■ **Required action**: From the records below, transcribe only the lines running from the one with "pixel 642 168" through the one with "pixel 301 180". Keep both of those end lines.

■ **Given records**:
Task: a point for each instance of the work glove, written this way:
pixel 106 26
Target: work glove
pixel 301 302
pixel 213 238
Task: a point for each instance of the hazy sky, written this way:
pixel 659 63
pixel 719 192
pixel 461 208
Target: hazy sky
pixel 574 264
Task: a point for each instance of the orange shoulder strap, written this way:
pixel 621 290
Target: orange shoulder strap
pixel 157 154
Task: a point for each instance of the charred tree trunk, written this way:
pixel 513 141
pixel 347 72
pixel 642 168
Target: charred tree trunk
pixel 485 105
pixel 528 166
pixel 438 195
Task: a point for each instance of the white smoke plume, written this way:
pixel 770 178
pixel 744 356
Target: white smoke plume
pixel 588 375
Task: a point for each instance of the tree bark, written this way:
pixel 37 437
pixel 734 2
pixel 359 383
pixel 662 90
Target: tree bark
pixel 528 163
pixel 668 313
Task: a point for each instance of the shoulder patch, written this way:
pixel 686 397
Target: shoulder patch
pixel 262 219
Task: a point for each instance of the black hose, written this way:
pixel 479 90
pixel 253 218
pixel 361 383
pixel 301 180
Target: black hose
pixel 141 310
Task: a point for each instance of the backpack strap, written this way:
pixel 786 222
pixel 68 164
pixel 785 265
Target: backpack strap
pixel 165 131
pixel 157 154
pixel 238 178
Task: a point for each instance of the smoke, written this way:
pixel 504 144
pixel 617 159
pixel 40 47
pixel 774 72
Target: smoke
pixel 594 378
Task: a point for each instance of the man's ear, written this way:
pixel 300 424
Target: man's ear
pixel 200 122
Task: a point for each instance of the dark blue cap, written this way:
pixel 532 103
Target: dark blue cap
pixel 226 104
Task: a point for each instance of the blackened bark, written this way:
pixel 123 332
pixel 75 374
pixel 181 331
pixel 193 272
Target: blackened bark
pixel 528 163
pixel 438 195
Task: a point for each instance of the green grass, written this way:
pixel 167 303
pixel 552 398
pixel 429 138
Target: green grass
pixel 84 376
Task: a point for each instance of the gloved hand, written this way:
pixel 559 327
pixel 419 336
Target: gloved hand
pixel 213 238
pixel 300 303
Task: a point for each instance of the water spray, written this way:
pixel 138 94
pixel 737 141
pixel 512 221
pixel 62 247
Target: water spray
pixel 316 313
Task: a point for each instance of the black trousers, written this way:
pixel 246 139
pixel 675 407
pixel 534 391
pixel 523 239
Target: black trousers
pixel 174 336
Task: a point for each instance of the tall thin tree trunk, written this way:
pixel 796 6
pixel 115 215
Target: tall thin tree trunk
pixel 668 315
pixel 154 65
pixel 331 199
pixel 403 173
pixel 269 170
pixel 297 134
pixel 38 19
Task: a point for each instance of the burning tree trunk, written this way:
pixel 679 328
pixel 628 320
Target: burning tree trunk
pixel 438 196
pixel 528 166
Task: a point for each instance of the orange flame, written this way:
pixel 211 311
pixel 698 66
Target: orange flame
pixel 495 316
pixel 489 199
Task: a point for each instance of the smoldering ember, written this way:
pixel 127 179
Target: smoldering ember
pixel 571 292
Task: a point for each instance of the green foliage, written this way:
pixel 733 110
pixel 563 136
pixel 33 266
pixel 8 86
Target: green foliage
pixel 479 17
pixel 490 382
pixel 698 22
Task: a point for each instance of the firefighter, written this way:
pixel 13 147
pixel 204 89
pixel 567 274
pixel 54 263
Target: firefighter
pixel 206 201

■ **Result of this exercise**:
pixel 642 168
Target: charred tree trunk
pixel 485 105
pixel 528 166
pixel 438 195
Task: a point for each instance of the white smoke plume, written this way:
pixel 770 178
pixel 744 356
Target: white smoke plume
pixel 588 375
Task: a point for each instance of the tree bark, written this way:
pixel 37 437
pixel 734 2
pixel 359 383
pixel 662 90
Target: tree bark
pixel 528 163
pixel 668 313
Task: a point for each instance of the shoulder patch, written this way:
pixel 686 397
Target: shoulder patch
pixel 262 219
Task: a point for each instance of the black hose, written this way:
pixel 479 90
pixel 253 218
pixel 361 383
pixel 301 180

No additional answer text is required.